[Extracted records — start]

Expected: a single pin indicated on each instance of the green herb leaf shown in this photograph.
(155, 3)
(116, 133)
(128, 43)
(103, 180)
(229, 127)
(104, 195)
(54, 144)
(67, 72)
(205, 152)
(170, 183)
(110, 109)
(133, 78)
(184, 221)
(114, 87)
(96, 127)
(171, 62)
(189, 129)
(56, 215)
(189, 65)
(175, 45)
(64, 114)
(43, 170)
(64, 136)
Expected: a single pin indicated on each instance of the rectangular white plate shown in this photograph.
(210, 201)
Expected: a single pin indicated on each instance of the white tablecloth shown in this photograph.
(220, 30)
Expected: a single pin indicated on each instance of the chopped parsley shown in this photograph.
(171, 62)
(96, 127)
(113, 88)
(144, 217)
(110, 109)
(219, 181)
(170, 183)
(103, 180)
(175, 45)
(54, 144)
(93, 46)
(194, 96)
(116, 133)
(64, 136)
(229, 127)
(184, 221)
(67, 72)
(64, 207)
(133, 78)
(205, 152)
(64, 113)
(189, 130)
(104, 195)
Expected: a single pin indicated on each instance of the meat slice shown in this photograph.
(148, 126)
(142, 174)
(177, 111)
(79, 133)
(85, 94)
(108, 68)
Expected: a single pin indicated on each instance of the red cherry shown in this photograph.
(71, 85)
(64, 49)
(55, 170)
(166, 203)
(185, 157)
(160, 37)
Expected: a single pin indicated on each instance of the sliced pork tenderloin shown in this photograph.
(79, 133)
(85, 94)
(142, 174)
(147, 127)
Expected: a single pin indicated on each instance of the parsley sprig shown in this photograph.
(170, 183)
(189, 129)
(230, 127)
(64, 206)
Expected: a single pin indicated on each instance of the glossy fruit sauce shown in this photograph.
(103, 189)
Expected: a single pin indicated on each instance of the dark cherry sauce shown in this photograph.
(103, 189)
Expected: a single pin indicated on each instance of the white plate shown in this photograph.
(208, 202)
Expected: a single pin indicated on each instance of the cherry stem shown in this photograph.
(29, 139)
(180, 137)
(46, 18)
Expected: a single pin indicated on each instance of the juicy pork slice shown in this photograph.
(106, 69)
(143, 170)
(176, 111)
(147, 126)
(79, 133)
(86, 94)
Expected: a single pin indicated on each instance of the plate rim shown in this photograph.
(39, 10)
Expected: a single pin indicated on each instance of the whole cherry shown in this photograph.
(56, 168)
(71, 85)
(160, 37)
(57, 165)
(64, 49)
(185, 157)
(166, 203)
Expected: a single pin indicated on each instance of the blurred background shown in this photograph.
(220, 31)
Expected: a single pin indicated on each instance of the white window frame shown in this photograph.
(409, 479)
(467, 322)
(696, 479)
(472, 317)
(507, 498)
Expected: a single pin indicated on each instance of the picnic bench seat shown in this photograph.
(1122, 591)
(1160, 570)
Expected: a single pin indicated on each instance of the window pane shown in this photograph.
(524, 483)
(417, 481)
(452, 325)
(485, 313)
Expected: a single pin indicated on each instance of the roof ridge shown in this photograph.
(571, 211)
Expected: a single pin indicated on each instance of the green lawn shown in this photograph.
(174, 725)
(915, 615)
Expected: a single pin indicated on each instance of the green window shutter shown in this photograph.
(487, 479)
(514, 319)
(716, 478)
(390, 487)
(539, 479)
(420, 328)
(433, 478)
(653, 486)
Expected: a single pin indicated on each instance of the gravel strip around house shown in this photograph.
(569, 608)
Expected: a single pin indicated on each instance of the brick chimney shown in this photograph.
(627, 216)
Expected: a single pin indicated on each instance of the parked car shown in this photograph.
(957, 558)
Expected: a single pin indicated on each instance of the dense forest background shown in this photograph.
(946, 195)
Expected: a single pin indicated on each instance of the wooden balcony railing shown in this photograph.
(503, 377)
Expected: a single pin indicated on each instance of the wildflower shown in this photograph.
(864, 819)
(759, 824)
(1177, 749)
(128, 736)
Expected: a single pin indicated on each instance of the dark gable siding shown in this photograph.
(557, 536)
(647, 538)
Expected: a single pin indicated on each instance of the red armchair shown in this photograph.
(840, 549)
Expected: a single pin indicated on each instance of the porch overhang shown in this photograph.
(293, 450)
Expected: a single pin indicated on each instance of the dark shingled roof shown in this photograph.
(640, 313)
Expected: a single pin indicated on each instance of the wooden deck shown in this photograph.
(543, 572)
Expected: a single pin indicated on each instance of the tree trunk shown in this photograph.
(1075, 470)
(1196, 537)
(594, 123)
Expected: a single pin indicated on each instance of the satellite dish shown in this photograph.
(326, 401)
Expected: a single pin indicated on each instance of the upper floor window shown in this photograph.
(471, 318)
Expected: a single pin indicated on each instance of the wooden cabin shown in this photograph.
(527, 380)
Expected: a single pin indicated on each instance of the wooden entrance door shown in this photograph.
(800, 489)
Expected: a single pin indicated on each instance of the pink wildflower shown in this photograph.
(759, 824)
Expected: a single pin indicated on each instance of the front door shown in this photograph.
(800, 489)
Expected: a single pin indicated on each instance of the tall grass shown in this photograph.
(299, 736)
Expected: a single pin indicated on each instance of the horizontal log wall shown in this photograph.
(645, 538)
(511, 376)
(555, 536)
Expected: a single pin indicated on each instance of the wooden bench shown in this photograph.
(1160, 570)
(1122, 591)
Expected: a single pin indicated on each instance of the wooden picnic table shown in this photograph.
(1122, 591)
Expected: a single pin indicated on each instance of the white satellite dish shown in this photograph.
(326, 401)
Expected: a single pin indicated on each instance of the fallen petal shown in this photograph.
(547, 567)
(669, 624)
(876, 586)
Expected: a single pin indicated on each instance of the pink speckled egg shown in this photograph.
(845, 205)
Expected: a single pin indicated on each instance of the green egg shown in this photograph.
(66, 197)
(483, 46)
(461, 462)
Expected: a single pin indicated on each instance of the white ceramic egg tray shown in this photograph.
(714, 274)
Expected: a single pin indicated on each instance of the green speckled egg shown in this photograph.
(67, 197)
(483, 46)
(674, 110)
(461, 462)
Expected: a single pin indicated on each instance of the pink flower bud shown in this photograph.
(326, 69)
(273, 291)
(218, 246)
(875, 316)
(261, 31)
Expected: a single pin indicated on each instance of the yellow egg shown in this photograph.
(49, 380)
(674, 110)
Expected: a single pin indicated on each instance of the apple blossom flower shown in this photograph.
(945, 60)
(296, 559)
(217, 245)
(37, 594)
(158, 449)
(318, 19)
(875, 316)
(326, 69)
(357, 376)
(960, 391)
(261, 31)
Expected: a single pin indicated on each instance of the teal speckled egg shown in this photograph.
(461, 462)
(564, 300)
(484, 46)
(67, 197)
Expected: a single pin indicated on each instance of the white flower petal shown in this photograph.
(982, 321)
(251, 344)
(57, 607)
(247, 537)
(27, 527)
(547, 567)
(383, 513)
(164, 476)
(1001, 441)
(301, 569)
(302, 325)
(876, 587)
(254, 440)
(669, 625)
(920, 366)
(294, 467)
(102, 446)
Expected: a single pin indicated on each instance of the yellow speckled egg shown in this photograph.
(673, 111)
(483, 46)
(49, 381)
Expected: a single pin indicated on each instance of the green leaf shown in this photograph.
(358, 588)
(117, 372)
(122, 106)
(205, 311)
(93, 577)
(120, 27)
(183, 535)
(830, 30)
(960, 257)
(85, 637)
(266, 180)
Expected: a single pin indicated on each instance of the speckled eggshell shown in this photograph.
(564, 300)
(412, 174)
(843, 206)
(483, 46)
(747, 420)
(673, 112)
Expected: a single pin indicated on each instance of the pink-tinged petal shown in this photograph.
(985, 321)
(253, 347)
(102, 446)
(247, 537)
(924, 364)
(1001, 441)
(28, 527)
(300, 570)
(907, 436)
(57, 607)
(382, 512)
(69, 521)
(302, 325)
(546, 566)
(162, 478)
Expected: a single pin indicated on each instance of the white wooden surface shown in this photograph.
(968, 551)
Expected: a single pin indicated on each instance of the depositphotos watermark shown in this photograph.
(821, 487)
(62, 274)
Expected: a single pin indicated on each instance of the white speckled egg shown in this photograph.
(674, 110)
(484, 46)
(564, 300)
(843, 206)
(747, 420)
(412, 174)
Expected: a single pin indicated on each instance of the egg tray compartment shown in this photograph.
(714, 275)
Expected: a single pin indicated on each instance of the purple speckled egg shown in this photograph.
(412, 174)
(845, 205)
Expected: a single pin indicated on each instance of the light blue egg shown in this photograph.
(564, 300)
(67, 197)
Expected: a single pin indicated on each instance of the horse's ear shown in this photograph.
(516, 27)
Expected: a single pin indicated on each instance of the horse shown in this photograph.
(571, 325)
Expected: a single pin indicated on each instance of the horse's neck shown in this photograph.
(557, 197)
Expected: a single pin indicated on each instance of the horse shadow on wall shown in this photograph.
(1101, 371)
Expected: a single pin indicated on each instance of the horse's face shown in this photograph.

[Extracted records — finish]

Your answer must be an exact transcription of the lines from the one containing "surface shown in this photograph." through the last line of the records above, and nothing else.

Expected: a single pin indicated on each instance of the white wooden surface shown in this photograph.
(968, 551)
Expected: a single pin indicated on each instance of the depositphotos watermark shown in this photograph.
(821, 487)
(62, 274)
Expected: a single pin indicated on each instance of the white speckled egg shown in this photograph.
(674, 110)
(484, 46)
(564, 300)
(843, 206)
(747, 420)
(412, 174)
Expected: a single pin indicated on each instance of the egg tray compartment shown in this photograph.
(714, 275)
Expected: a single pin indicated on each instance of the purple speckled egg shown in this photograph.
(412, 174)
(845, 205)
Expected: a single pin indicated on each instance of the light blue egg shown in this photograph.
(564, 300)
(67, 197)
Expected: a single pin indicated on each instance of the horse's ear shown in this photograph.
(516, 27)
Expected: a single pin indicated on each instance of the horse shown in this photograph.
(571, 325)
Expected: a single pin indicated on each instance of the horse's neck shown in this photograph.
(557, 197)
Expected: a single pin indicated on each instance of the horse shadow on wall shown in this photograph.
(1101, 371)
Expected: a single pin indicated on each instance of the horse's face shown in this photograph.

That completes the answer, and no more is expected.